Picture region annotation data
——

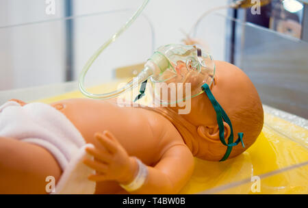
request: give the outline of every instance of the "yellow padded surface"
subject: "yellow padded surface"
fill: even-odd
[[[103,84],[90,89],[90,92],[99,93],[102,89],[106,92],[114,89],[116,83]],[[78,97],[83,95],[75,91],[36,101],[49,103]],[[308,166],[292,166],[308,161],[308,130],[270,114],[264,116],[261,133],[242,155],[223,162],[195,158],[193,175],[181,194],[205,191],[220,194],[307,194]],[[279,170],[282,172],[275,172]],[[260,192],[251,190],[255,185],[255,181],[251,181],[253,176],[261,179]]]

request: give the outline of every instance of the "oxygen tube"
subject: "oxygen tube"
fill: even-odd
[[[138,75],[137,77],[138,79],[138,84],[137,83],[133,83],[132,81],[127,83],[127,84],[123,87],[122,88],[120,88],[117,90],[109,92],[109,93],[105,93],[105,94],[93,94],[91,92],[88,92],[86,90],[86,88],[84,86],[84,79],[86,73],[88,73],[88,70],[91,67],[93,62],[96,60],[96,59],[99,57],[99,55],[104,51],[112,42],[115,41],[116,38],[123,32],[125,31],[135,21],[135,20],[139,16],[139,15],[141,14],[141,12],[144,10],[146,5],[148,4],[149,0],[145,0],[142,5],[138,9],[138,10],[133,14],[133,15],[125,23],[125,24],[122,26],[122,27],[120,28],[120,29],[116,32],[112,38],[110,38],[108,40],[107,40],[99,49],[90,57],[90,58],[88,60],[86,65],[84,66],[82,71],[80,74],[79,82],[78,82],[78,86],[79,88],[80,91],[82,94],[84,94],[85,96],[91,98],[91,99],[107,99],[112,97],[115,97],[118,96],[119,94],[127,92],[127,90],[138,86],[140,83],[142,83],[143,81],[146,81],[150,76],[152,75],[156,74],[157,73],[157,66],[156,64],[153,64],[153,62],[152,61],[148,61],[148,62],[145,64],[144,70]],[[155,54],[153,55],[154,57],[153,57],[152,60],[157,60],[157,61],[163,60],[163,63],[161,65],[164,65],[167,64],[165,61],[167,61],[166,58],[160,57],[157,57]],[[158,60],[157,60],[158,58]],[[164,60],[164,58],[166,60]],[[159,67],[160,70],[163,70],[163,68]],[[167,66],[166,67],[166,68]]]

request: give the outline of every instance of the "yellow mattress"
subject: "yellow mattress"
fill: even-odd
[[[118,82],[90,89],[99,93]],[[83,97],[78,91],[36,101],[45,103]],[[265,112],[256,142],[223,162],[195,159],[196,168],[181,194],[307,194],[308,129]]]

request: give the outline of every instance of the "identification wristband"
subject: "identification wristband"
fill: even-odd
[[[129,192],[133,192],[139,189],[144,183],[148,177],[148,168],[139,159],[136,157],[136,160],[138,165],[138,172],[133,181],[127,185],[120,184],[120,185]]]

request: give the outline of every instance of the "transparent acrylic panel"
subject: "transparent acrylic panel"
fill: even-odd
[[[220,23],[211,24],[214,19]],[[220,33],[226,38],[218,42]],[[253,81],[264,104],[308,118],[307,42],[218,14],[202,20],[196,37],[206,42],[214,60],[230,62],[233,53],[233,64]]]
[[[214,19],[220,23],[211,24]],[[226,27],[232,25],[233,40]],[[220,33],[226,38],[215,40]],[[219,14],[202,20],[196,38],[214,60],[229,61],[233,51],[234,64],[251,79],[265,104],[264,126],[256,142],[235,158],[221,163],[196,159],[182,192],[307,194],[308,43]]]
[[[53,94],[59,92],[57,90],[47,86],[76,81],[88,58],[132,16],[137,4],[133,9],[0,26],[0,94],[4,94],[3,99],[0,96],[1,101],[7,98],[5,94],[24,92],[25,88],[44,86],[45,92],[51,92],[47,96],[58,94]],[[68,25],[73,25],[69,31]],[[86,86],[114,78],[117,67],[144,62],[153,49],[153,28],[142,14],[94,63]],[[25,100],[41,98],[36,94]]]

——

THE PROBLEM
Find every line in the items above that contains the string "padded" and copy each of those lines in full. Case counts.

REPLY
request: give the outline of every instance of the "yellow padded surface"
subject: "yellow padded surface"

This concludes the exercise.